#### The problem:
Each line below must be transcribed with no word changed.

#### Data extracts:
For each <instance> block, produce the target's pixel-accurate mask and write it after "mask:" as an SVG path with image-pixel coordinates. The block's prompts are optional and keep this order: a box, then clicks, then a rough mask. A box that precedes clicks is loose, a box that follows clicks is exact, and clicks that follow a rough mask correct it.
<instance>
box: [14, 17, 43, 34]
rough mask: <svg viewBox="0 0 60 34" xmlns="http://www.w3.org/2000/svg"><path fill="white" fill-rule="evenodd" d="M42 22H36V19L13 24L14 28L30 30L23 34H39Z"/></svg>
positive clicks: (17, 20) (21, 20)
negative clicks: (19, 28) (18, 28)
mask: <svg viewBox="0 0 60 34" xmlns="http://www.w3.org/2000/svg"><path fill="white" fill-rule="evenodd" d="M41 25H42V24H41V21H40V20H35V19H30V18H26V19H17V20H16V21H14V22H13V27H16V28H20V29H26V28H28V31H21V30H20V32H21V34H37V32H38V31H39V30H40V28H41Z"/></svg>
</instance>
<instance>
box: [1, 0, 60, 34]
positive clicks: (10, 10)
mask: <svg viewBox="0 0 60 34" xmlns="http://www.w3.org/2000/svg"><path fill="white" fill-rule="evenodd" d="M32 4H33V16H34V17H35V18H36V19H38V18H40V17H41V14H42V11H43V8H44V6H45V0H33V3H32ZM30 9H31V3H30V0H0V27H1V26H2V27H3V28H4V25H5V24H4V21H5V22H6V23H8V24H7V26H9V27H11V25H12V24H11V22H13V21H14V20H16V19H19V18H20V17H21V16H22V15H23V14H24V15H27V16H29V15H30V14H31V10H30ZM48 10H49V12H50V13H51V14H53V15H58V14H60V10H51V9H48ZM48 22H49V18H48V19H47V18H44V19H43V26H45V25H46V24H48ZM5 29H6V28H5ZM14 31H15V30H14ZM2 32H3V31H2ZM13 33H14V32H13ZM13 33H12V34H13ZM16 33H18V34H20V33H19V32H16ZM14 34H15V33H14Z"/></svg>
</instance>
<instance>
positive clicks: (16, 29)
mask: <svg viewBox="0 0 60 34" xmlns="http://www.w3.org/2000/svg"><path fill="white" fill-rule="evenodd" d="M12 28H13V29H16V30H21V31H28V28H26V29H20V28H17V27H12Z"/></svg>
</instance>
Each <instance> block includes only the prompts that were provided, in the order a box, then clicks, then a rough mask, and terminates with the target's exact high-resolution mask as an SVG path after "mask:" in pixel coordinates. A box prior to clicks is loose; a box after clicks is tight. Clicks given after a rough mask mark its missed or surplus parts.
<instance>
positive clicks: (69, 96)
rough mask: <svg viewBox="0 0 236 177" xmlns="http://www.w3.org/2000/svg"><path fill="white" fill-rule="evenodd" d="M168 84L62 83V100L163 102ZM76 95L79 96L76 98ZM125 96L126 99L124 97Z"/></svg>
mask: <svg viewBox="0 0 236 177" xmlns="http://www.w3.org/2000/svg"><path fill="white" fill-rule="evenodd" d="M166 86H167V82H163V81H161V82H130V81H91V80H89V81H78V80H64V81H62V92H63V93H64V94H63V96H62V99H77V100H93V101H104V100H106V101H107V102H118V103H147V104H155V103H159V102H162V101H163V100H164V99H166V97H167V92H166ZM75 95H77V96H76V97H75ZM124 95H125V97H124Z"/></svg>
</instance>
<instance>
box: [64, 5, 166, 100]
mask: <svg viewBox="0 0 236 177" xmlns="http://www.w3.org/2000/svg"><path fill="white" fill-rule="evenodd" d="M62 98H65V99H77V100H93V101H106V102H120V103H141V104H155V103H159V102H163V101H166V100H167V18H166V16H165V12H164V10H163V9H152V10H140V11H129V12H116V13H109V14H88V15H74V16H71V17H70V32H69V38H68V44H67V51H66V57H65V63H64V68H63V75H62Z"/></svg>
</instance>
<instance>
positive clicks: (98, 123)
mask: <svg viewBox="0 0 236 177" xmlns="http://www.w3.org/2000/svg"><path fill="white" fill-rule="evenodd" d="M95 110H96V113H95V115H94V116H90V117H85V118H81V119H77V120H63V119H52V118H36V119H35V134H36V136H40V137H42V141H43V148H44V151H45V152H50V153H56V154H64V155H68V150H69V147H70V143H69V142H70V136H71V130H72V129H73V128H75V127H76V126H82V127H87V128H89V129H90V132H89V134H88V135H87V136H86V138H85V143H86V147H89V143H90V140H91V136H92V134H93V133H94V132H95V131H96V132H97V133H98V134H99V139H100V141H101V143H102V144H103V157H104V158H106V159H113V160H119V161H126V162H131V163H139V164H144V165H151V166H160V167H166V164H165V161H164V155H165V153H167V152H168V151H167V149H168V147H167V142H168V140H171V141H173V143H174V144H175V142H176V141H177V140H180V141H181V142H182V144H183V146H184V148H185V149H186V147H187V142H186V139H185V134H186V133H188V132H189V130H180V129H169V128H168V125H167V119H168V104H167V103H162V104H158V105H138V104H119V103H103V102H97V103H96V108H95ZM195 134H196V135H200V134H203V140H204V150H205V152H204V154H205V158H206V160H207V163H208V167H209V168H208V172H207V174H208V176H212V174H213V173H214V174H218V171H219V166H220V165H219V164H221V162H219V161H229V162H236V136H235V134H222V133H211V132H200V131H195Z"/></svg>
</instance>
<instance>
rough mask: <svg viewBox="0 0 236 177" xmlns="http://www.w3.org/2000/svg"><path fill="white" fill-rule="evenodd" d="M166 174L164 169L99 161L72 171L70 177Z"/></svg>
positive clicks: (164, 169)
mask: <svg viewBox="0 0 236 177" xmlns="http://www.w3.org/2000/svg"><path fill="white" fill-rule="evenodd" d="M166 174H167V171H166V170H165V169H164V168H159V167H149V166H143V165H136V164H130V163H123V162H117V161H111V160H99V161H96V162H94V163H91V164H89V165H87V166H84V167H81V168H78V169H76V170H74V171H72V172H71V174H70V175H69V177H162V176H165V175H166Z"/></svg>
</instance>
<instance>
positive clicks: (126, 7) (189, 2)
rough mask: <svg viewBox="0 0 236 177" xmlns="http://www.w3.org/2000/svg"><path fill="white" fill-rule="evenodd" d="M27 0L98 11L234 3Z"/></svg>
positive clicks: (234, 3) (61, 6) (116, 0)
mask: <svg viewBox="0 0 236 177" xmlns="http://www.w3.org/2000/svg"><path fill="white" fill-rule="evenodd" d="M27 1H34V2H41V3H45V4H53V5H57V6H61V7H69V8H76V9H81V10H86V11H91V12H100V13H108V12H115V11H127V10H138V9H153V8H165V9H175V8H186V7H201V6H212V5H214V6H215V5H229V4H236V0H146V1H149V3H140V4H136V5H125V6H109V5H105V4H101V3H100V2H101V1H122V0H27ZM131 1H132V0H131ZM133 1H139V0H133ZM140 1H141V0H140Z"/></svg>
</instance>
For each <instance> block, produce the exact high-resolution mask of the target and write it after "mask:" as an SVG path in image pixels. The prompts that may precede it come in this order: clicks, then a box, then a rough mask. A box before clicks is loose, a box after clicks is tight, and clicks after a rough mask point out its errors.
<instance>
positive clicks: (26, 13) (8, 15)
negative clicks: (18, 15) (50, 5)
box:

#### Your solution:
For each <instance> block, produce the target's pixel-accurate mask and write it after "mask:" as an SVG path with image-pixel coordinates. The block's prompts are optional and keep this order: a box, then clicks, then a rough mask. A box that precedes clicks is loose, a box that follows clicks is exact, and clicks that follow a rough mask correct it.
<instance>
box: [14, 17, 43, 34]
rough mask: <svg viewBox="0 0 60 34" xmlns="http://www.w3.org/2000/svg"><path fill="white" fill-rule="evenodd" d="M42 22H36V19L13 24L14 28L30 30L23 34H39Z"/></svg>
positive clicks: (17, 20) (21, 20)
negative clicks: (19, 28) (18, 28)
mask: <svg viewBox="0 0 60 34" xmlns="http://www.w3.org/2000/svg"><path fill="white" fill-rule="evenodd" d="M41 25H42V24H41V21H40V20H35V19H30V18H26V19H17V20H16V21H14V22H13V27H16V28H20V29H26V28H28V31H21V30H20V32H21V34H37V32H38V31H39V30H40V28H41Z"/></svg>
</instance>
<instance>
box: [1, 0, 60, 34]
positive clicks: (10, 10)
mask: <svg viewBox="0 0 60 34" xmlns="http://www.w3.org/2000/svg"><path fill="white" fill-rule="evenodd" d="M32 4H33V16H34V17H35V18H36V19H38V18H40V17H41V14H42V11H43V8H44V6H45V0H33V3H32ZM30 9H31V3H30V0H0V27H1V26H2V27H3V28H4V25H5V24H4V21H5V22H6V23H8V24H7V26H9V27H11V25H12V24H11V22H13V21H14V20H16V19H19V18H20V17H21V16H22V15H23V14H24V15H27V16H29V15H30V14H31V10H30ZM48 10H49V12H50V13H51V14H53V15H58V14H60V10H51V9H48ZM48 22H49V18H48V19H47V18H44V19H43V26H45V25H46V24H48ZM5 29H6V28H5ZM14 31H15V30H14ZM2 32H3V31H2ZM13 33H14V32H13ZM13 33H12V34H13ZM16 33H18V34H20V33H19V32H16ZM14 34H15V33H14Z"/></svg>
</instance>
<instance>
positive clicks: (16, 29)
mask: <svg viewBox="0 0 60 34" xmlns="http://www.w3.org/2000/svg"><path fill="white" fill-rule="evenodd" d="M12 28H13V29H16V30H21V31H28V28H26V29H20V28H17V27H12Z"/></svg>
</instance>
Each <instance> block includes only the prompts that were provided, in the order a box, then clicks, then a rough mask, and terminates with the target's exact high-resolution mask as an SVG path after "mask:" in pixel coordinates. A box prior to clicks is loose; a box after clicks is tight. Clicks given after a rough mask mark its missed or surplus parts.
<instance>
positive clicks: (69, 96)
rough mask: <svg viewBox="0 0 236 177" xmlns="http://www.w3.org/2000/svg"><path fill="white" fill-rule="evenodd" d="M168 84L62 83V100L163 102ZM76 95L79 96L76 98ZM125 96L126 99L124 97Z"/></svg>
mask: <svg viewBox="0 0 236 177" xmlns="http://www.w3.org/2000/svg"><path fill="white" fill-rule="evenodd" d="M166 86H167V82H163V81H161V82H130V81H91V80H89V81H78V80H64V81H62V92H63V93H64V94H63V96H62V99H77V100H93V101H104V100H106V101H107V102H118V103H147V104H155V103H159V102H162V101H163V100H164V99H166V97H167V92H166ZM75 95H77V96H76V97H75ZM124 95H125V97H124Z"/></svg>
</instance>
<instance>
box: [64, 5, 166, 100]
mask: <svg viewBox="0 0 236 177" xmlns="http://www.w3.org/2000/svg"><path fill="white" fill-rule="evenodd" d="M62 98H65V99H77V100H93V101H106V102H120V103H141V104H155V103H159V102H163V101H166V100H167V18H166V16H165V12H164V10H163V9H152V10H140V11H129V12H116V13H109V14H88V15H74V16H71V17H70V32H69V38H68V44H67V51H66V57H65V63H64V68H63V75H62Z"/></svg>
</instance>
<instance>
positive clicks: (98, 123)
mask: <svg viewBox="0 0 236 177" xmlns="http://www.w3.org/2000/svg"><path fill="white" fill-rule="evenodd" d="M95 110H96V113H95V115H94V116H90V117H85V118H81V119H77V120H63V119H52V118H36V119H35V134H36V136H40V137H42V141H43V148H44V151H45V152H50V153H56V154H64V155H68V150H69V147H70V143H69V142H70V136H71V130H72V129H73V128H75V127H76V126H82V127H87V128H89V129H90V132H89V134H88V135H87V136H86V138H85V143H86V147H89V143H90V140H91V136H92V134H93V133H94V132H95V131H96V132H97V133H98V134H99V139H100V141H101V143H102V144H103V157H104V158H106V159H113V160H119V161H126V162H131V163H139V164H144V165H151V166H160V167H166V164H165V161H164V155H165V153H167V152H168V151H167V149H168V147H167V142H168V140H171V141H173V143H174V144H175V142H176V141H177V140H180V141H181V142H182V144H183V146H184V148H185V149H186V147H187V142H186V139H185V134H186V133H188V132H189V130H180V129H169V128H168V125H167V119H168V104H167V103H162V104H158V105H138V104H119V103H103V102H97V103H96V108H95ZM195 134H196V135H200V134H203V140H204V150H205V152H204V154H205V158H206V160H207V163H208V167H209V168H208V172H207V174H208V176H212V174H213V173H214V174H218V171H219V166H220V165H219V164H221V162H219V161H229V162H236V136H235V134H222V133H211V132H200V131H195Z"/></svg>
</instance>
<instance>
rough mask: <svg viewBox="0 0 236 177" xmlns="http://www.w3.org/2000/svg"><path fill="white" fill-rule="evenodd" d="M166 174L164 169L99 161L72 171L70 177Z"/></svg>
positive clicks: (164, 169)
mask: <svg viewBox="0 0 236 177" xmlns="http://www.w3.org/2000/svg"><path fill="white" fill-rule="evenodd" d="M166 174H167V171H166V170H165V169H164V168H159V167H149V166H143V165H136V164H130V163H123V162H117V161H111V160H99V161H96V162H94V163H91V164H89V165H87V166H84V167H81V168H78V169H76V170H74V171H72V172H71V174H70V175H69V177H162V176H165V175H166Z"/></svg>
</instance>
<instance>
positive clicks: (126, 7) (189, 2)
rough mask: <svg viewBox="0 0 236 177" xmlns="http://www.w3.org/2000/svg"><path fill="white" fill-rule="evenodd" d="M27 0L98 11L234 3Z"/></svg>
positive clicks: (234, 3) (61, 6) (116, 0)
mask: <svg viewBox="0 0 236 177" xmlns="http://www.w3.org/2000/svg"><path fill="white" fill-rule="evenodd" d="M27 1H34V2H41V3H45V4H53V5H57V6H61V7H69V8H76V9H81V10H86V11H91V12H100V13H108V12H115V11H127V10H138V9H153V8H165V9H175V8H186V7H201V6H212V5H214V6H215V5H229V4H236V0H146V1H149V3H140V4H136V5H125V6H109V5H105V4H101V3H100V2H101V1H122V0H27ZM131 1H132V0H131ZM133 1H139V0H133ZM140 1H141V0H140Z"/></svg>
</instance>
For each <instance> block, produce the exact high-resolution mask of the target and write it after "mask:" as an SVG path in image pixels. The prompts that may precede it come in this order: clicks, then a box, then a rough mask. A box before clicks is loose, a box after clicks is tight, and clicks after a rough mask point out its errors.
<instance>
positive clicks: (26, 13) (8, 15)
negative clicks: (18, 15) (50, 5)
box:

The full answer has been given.